Reading text =>
* BEGIN *

Studio album by Yeah Yeah Yeahs
- Released: April 12, 2013
- Studios: Sonic Ranch (Tornillo, Texas); Stratosphere Sound (New York City); DFA (New York City); Squeak E. Clean (Echo Park, California); The Square (London);
- Genres: Art rock; art punk;
- Length: 47:31
- Labels: Dress Up; Interscope;
- Producers: Nick Launay; James Murphy; David Andrew Sitek; Sam Spiegel;

Yeah Yeah Yeahs chronology
| iTunes Originals: Yeah Yeah Yeahs (2009) | Mosquito (2013) | Cool It Down (2022) |

Singles from Mosquito
- "Sacrilege" Released: February 26, 2013; "Despair" Released: July 19, 2013;

= Mosquito (album) =

Mosquito is the fourth studio album by American indie rock band Yeah Yeah Yeahs, released in April 2013, by Interscope Records. The lead single "Sacrilege" was released on February 26, 2013. "Despair" was released as the second single on July 19, 2013.

Karen O described the album as "extremely lo-fi", explaining: "We had a shitty drum machine, a shitty sampled keyboard, tons of delay on the vocals. There's a real tone, character, and style to it."

==Background==

=== Album cover ===
The album cover for Mosquito was created by the South Korean-born animator Beomsik Shimbe Shim, also known as Shimbe. It depicts a spike-haired baby being attacked by a blood-sucking mosquito. Shimbe and Karen O were inspired by the surreal landscapes of Alice in Wonderland and children's illustrators of the 1970s and 1980s. Explaining the cover, Shimbe said in an interview:

"In [a] surreal way, the mosquito's blood sac is glowing through a blazing backlight and throws the bloody caustic effect on the naked boy. Since Karen O wanted the mosquito as a female while the victim is a boy, I considered the mosquito as Karen herself–the female warrior like a rock star. The boy could be anything the Yeah Yeah Yeahs want."

Reception towards the cover was polarizing, receiving comparisons to the Garbage Pail Kids; fan reception was negative. The Guardians Sean Michaels said: "At best, it's phantasmagoric. At worst, it feels like a computer-generated tribute to Karen O's favourite film, The Garbage Pail Kids Movie [1987]." Shimbe admitted being surprised by the backlash at first, before receiving an email from Karen O that said: "We don't have fans because we do what they want us to do, we have fans because we do whatever we want and that's really what they want the most." The cover later appeared on Rolling Stones list of the 50 worst album covers of all time, at number 45, in 2024.

* END *

Supplied entries =>
* BEGIN *

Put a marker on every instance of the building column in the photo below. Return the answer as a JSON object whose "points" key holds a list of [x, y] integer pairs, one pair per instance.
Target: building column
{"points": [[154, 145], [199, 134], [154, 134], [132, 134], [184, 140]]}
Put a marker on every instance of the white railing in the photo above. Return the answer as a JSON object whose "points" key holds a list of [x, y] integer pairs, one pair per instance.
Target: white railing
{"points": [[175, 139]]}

* END *
* BEGIN *

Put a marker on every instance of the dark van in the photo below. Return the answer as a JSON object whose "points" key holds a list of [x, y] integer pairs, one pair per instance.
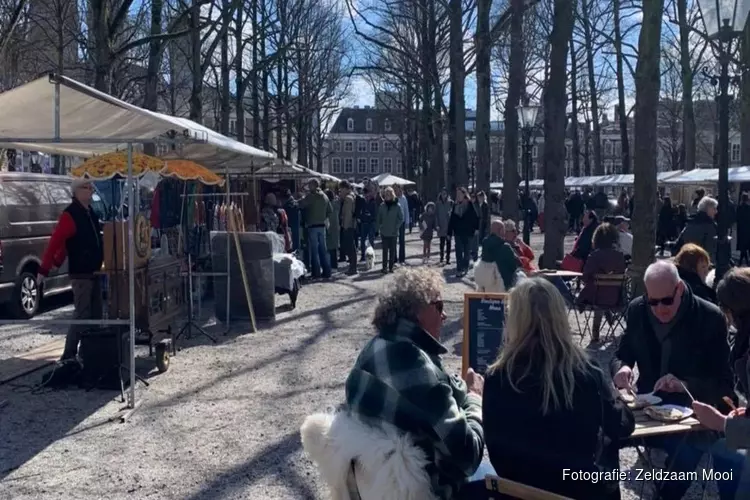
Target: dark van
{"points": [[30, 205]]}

* END *

Requests =>
1/ List every recording studio named in the Mosquito album article, with the location it gives for each.
2/ Write the next part of the Mosquito album article, picking up after its final sentence.
The material has no connection to the Mosquito album article.

Task-by-task results =>
1/
- Sonic Ranch (Tornillo, Texas)
- Stratosphere Sound (New York City)
- DFA (New York City)
- Squeak E. Clean (Echo Park, California)
- The Square (London)

2/
== Release ==
The full album was posted on Noisey's YouTube page featuring a track-by-track interview with the band on April 2, 2013. On April 5, the band appeared on Late Show with David Letterman to perform "Sacrilege" accompanied by the gospel choir Broadway Inspirational Voices. Yeah Yeah Yeahs performed the songs "Mosquito" and "Sacrilege" on Jimmy Kimmel Live! on April 15.

A music video for the title track, directed by B. Shimbe Shim, debuted on May 8, 2013. The video for the second single "Despair" was directed by Patrick Daughters and premiered on June 21.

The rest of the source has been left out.